-------- PROVIDED TEXT
67 So. 522 | La. | 1915
Section 7 of Act No. 192 of 1898, as amended by Act No. 173, p. 313, § 2, of 1912, gives authority to municipal boards of health to pass health and sanitary ordinances for the disposition of faecal matter, and prescribes a penalty of not less than $10 and not more than $25, or imprisonment for not more than 30 days, or both said fine and imprisonment, for any violation of such ordinances.
In pursuance of this authority the board of health of the city of Crowley adopted an ordinance forbidding open closets and establishing a bucket system, providing a vidangeur service for the periodical emptying and disinfecting of the buckets, fixing a charge of 50 cents per month for such service for each family, payable each month in advance not later than ten days after the first of the month, and imposing a finé of not less than $2.50 and not more than $25, or imprisonment at the discretion of the court, for a violation of the ordinance.
The relator was prosecuted under this ordinance, and was sentenced to pay a fine of $10, or 20 days’ imprisonment. This sentence was based not on the ordinance, but on the statute; the ordinance, in so far as imposing a penalty, was held to be unauthorized and null.
----------------
[PROBLEMS]:
1/ In the court opinion, what monthly charge per family did the Crowley ordinance set for the vidangeur service?
2/ Duplicate the portion of the court opinion between "In pursuance of" and "unauthorized and null.", inclusive.
-------- MATERIAL SUPPLIED
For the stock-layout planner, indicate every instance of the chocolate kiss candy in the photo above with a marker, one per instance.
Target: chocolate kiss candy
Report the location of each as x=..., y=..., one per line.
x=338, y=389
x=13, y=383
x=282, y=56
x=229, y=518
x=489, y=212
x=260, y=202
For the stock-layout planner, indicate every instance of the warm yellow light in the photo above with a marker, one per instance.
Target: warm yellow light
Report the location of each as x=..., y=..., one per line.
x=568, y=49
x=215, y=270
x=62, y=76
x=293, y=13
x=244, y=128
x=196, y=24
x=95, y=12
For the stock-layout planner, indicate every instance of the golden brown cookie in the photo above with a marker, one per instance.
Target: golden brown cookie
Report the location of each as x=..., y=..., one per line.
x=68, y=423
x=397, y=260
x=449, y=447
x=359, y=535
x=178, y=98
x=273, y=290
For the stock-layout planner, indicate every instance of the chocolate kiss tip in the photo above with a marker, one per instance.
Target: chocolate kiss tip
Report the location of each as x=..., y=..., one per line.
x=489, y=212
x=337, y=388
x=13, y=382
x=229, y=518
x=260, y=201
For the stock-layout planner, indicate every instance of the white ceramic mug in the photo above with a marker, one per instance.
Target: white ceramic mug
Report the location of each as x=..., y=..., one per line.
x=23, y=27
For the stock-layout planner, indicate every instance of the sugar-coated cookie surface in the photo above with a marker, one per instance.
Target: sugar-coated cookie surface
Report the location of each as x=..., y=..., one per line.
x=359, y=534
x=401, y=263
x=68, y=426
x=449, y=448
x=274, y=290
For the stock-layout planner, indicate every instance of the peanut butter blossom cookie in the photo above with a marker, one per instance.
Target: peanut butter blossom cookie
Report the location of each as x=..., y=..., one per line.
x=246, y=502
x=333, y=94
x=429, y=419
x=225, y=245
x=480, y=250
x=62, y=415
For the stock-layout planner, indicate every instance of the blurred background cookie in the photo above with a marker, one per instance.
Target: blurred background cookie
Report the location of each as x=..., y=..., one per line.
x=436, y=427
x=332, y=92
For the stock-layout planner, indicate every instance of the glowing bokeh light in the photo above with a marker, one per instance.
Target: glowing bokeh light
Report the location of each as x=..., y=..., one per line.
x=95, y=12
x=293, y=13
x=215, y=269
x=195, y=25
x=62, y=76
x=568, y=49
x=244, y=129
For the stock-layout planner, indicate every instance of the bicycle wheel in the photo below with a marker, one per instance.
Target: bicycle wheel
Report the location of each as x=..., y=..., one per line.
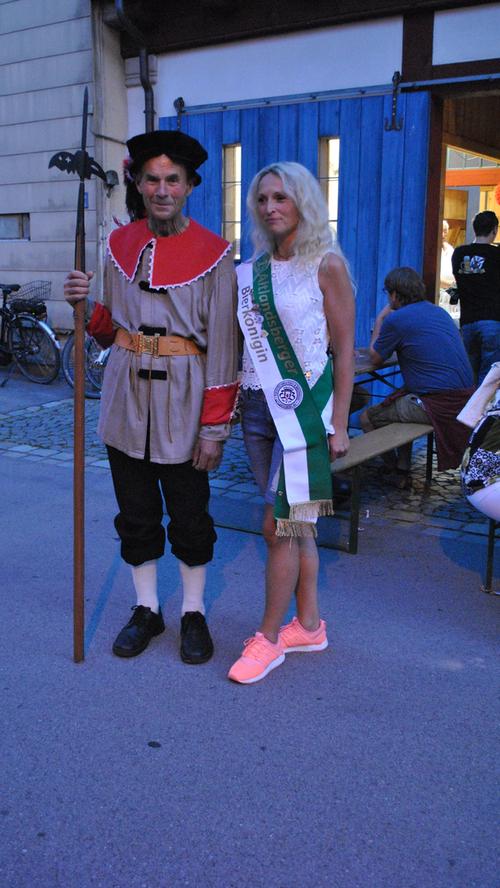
x=33, y=348
x=93, y=369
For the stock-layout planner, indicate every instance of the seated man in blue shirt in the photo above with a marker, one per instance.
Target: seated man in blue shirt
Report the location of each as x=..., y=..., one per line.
x=436, y=371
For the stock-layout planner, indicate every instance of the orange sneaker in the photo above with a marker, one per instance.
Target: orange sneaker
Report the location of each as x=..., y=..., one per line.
x=294, y=637
x=258, y=658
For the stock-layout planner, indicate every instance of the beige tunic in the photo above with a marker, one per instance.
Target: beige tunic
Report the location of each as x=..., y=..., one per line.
x=204, y=311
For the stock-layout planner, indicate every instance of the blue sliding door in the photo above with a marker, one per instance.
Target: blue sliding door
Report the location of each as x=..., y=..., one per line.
x=383, y=176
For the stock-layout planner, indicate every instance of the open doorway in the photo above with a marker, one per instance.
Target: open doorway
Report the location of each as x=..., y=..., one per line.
x=471, y=140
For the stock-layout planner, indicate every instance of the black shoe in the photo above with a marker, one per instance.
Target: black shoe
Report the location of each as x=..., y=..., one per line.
x=196, y=644
x=140, y=629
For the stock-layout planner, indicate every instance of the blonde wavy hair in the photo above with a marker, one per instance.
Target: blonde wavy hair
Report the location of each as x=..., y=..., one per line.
x=314, y=235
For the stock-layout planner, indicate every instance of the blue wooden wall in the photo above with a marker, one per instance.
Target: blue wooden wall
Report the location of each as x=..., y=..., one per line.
x=383, y=176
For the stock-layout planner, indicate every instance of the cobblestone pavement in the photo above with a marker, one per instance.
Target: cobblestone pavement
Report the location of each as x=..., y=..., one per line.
x=44, y=432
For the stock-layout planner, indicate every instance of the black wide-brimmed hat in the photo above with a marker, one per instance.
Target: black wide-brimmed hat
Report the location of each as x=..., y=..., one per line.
x=179, y=147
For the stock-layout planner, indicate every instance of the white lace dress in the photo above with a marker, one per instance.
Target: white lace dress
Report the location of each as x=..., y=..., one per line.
x=299, y=302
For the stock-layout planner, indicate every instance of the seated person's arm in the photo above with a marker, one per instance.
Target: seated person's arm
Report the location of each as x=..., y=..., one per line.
x=376, y=358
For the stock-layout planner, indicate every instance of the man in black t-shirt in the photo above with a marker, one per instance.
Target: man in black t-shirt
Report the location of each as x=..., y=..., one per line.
x=476, y=268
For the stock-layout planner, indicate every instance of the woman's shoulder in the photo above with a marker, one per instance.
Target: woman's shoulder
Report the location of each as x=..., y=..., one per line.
x=331, y=264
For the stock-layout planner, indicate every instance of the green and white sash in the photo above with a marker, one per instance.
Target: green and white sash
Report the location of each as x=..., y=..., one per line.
x=300, y=414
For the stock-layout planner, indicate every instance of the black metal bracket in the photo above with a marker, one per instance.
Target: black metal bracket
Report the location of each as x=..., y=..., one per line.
x=394, y=123
x=179, y=105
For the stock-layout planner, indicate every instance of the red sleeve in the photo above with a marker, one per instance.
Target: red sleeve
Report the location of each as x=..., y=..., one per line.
x=218, y=404
x=100, y=326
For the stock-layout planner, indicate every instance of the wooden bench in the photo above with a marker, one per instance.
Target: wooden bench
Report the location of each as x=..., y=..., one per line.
x=367, y=446
x=493, y=527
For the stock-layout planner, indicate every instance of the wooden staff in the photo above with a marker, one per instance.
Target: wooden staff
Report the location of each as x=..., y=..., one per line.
x=85, y=166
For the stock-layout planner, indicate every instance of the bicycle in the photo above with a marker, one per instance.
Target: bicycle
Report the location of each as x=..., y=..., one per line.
x=95, y=363
x=25, y=336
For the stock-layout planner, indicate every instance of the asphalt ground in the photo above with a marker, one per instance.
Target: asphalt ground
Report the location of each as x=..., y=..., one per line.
x=369, y=765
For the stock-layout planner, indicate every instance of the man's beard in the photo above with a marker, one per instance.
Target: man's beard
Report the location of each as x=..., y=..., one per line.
x=167, y=227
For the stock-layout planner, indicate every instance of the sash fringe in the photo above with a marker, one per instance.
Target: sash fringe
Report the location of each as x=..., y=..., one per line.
x=302, y=520
x=311, y=511
x=287, y=528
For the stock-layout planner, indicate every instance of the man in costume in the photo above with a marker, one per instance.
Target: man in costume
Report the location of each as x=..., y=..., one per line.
x=476, y=268
x=169, y=312
x=436, y=372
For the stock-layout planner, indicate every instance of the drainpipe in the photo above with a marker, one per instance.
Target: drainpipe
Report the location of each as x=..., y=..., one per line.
x=139, y=39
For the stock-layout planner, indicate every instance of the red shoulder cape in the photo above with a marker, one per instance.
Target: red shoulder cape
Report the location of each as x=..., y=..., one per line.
x=175, y=261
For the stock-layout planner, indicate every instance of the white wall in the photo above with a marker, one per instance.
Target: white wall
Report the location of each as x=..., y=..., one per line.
x=46, y=60
x=467, y=35
x=344, y=57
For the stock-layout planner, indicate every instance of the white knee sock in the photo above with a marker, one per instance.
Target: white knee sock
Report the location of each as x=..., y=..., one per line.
x=193, y=587
x=145, y=582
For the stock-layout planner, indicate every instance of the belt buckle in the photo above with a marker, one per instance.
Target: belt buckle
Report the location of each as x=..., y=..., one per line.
x=148, y=345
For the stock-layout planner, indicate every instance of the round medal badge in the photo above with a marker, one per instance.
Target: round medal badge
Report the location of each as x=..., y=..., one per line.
x=288, y=394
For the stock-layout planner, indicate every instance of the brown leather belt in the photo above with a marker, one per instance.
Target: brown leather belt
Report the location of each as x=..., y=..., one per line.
x=157, y=346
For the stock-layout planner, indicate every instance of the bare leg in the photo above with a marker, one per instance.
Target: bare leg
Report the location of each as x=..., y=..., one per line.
x=292, y=566
x=307, y=586
x=282, y=574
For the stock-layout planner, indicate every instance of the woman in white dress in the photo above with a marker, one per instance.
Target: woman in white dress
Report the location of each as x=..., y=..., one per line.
x=296, y=311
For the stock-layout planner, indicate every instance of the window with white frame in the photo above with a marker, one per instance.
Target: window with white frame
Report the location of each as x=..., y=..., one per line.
x=14, y=226
x=231, y=196
x=329, y=153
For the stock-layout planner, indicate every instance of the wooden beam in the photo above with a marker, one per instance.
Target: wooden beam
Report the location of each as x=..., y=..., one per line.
x=434, y=200
x=490, y=152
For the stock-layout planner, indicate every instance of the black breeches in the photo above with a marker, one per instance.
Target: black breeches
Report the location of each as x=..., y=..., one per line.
x=139, y=485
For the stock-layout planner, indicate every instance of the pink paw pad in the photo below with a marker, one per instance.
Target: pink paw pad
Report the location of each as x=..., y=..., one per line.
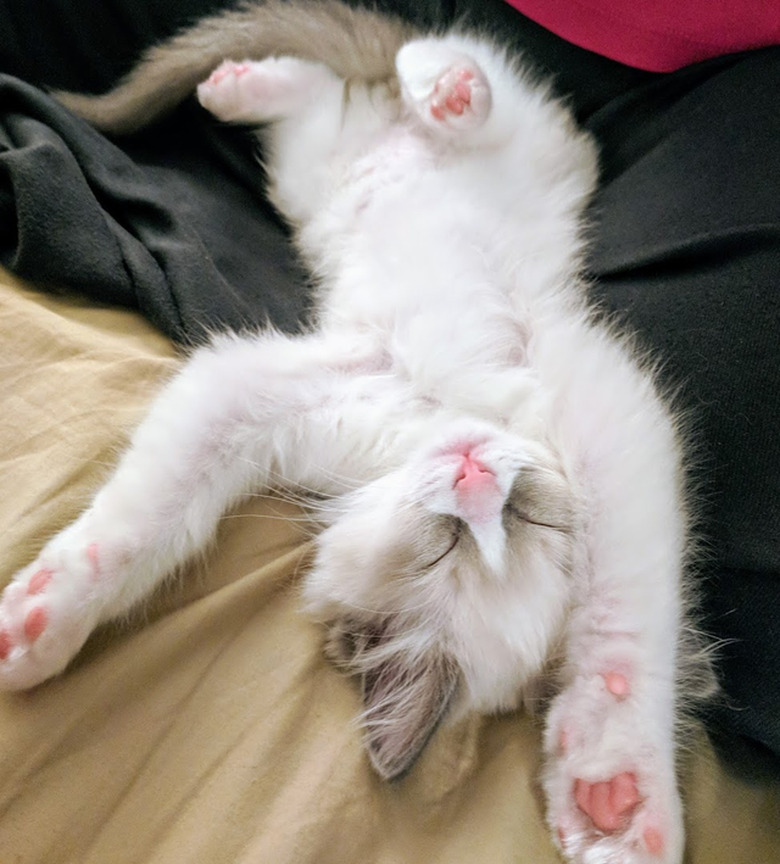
x=608, y=803
x=35, y=623
x=39, y=581
x=654, y=841
x=452, y=98
x=617, y=684
x=234, y=69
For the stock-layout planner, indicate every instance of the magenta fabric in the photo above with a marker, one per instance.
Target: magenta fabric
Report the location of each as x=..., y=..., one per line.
x=659, y=35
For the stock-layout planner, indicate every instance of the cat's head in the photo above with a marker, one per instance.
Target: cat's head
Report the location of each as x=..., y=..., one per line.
x=445, y=583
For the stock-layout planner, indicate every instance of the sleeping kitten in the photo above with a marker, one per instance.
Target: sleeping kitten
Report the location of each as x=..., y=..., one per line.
x=505, y=485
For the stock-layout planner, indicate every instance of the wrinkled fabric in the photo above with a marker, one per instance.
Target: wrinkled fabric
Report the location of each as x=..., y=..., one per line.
x=208, y=728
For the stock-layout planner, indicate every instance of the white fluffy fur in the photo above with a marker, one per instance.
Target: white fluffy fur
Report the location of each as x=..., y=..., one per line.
x=452, y=320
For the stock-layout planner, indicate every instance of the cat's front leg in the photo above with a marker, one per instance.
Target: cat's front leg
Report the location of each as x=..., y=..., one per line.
x=241, y=415
x=262, y=90
x=610, y=764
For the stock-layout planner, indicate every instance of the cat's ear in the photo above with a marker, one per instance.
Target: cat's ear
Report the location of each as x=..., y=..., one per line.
x=406, y=689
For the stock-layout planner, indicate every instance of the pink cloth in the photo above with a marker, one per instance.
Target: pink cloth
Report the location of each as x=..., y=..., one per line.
x=659, y=35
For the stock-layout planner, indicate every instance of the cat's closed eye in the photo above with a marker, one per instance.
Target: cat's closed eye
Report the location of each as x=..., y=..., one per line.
x=455, y=527
x=541, y=499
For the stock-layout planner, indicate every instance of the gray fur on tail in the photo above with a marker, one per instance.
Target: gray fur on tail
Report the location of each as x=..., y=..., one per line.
x=356, y=43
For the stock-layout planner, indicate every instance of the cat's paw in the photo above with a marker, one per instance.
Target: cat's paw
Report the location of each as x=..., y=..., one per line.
x=611, y=789
x=256, y=91
x=446, y=89
x=46, y=614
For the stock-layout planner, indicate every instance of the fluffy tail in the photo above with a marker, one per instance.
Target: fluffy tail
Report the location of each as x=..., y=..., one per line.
x=355, y=43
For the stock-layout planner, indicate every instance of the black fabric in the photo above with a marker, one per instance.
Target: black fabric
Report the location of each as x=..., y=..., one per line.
x=155, y=227
x=686, y=251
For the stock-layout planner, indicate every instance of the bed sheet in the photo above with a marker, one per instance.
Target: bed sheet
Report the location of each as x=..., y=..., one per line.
x=208, y=727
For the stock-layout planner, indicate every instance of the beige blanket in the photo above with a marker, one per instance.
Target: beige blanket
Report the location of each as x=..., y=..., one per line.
x=208, y=728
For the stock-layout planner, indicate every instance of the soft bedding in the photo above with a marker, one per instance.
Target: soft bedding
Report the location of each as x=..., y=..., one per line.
x=209, y=728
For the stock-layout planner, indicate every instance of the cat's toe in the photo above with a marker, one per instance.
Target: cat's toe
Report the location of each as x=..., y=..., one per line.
x=460, y=97
x=44, y=620
x=445, y=88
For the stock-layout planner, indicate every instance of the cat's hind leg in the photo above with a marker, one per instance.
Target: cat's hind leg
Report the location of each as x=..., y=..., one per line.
x=443, y=86
x=264, y=90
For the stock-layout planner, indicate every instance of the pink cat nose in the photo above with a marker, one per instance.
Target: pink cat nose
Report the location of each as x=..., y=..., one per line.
x=472, y=474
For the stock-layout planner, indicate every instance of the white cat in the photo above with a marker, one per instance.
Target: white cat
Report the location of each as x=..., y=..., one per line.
x=505, y=487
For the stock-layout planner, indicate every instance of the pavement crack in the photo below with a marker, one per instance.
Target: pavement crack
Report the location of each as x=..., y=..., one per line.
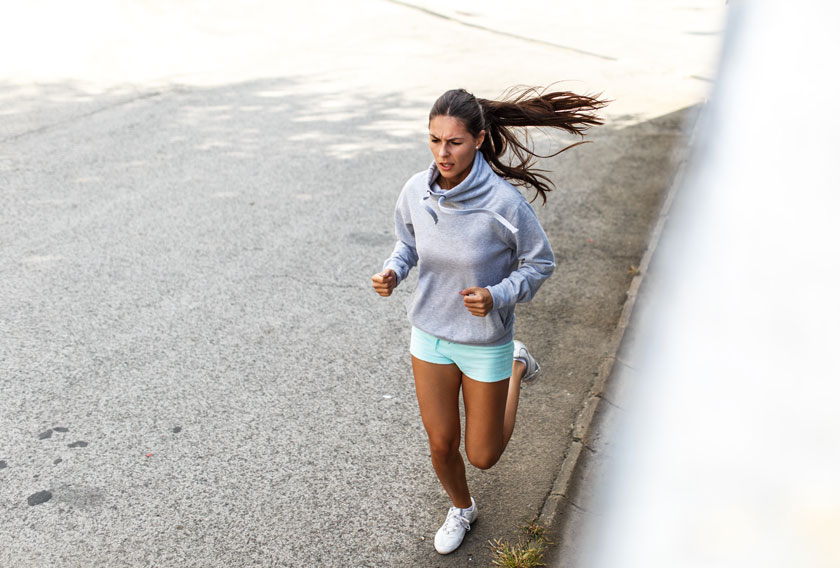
x=48, y=127
x=501, y=32
x=611, y=403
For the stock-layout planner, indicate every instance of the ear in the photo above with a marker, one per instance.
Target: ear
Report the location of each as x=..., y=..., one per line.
x=479, y=140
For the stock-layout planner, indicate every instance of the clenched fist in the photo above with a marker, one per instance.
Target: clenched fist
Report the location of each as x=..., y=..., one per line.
x=384, y=282
x=477, y=300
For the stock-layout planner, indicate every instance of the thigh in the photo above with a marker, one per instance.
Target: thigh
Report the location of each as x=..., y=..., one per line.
x=438, y=388
x=484, y=408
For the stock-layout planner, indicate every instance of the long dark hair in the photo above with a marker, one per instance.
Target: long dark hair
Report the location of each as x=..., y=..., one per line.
x=518, y=108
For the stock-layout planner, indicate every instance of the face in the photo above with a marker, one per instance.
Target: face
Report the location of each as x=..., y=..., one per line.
x=453, y=148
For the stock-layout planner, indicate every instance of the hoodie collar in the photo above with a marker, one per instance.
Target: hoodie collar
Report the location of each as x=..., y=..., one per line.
x=477, y=182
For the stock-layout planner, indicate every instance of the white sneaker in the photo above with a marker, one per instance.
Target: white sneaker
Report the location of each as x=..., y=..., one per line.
x=532, y=368
x=457, y=523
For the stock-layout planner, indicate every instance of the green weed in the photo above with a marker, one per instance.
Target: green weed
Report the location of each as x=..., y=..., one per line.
x=527, y=552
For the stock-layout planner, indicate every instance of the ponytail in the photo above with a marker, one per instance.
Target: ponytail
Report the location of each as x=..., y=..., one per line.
x=526, y=107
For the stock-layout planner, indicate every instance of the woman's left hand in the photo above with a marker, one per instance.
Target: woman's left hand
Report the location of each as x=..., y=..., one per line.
x=477, y=300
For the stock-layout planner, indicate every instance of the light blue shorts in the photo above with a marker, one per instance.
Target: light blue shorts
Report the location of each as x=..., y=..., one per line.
x=484, y=363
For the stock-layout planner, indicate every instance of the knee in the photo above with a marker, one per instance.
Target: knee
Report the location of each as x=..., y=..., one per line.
x=443, y=448
x=483, y=459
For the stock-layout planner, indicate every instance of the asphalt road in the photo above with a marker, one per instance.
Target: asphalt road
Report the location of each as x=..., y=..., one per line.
x=194, y=369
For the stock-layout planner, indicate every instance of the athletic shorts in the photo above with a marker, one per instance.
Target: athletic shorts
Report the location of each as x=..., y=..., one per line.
x=484, y=363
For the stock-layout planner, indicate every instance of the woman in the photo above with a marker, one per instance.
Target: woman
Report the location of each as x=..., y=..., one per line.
x=480, y=250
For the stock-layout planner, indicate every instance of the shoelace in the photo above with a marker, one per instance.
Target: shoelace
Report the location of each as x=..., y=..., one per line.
x=453, y=519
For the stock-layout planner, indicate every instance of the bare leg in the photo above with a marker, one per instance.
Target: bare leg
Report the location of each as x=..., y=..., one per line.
x=438, y=389
x=491, y=415
x=513, y=400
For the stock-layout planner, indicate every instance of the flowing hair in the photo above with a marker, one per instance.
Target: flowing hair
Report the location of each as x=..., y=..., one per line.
x=520, y=108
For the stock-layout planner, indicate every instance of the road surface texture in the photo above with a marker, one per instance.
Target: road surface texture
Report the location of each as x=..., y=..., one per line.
x=194, y=368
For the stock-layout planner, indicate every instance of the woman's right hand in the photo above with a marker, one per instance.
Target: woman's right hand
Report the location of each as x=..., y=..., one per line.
x=384, y=282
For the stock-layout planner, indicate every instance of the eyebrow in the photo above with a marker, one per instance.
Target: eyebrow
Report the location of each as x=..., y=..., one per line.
x=448, y=139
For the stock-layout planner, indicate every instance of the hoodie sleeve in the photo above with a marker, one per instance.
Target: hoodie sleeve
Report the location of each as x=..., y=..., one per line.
x=536, y=261
x=404, y=256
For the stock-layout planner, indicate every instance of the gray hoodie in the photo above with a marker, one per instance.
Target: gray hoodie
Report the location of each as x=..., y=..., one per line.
x=480, y=233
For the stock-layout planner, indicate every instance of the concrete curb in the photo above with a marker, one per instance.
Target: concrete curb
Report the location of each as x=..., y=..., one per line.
x=554, y=505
----------------
[RESPONSE LIST]:
1/ 50 cents per month for each family.

2/
In pursuance of this authority the board of health of the city of Crowley adopted an ordinance forbidding open closets and establishing a bucket system, providing a vidangeur service for the periodical emptying and disinfecting of the buckets, fixing a charge of 50 cents per month for such service for each family, payable each month in advance not later than ten days after the first of the month, and imposing a finé of not less than $2.50 and not more than $25, or imprisonment at the discretion of the court, for a violation of the ordinance.
The relator was prosecuted under this ordinance, and was sentenced to pay a fine of $10, or 20 days’ imprisonment. This sentence was based not on the ordinance, but on the statute; the ordinance, in so far as imposing a penalty, was held to be unauthorized and null.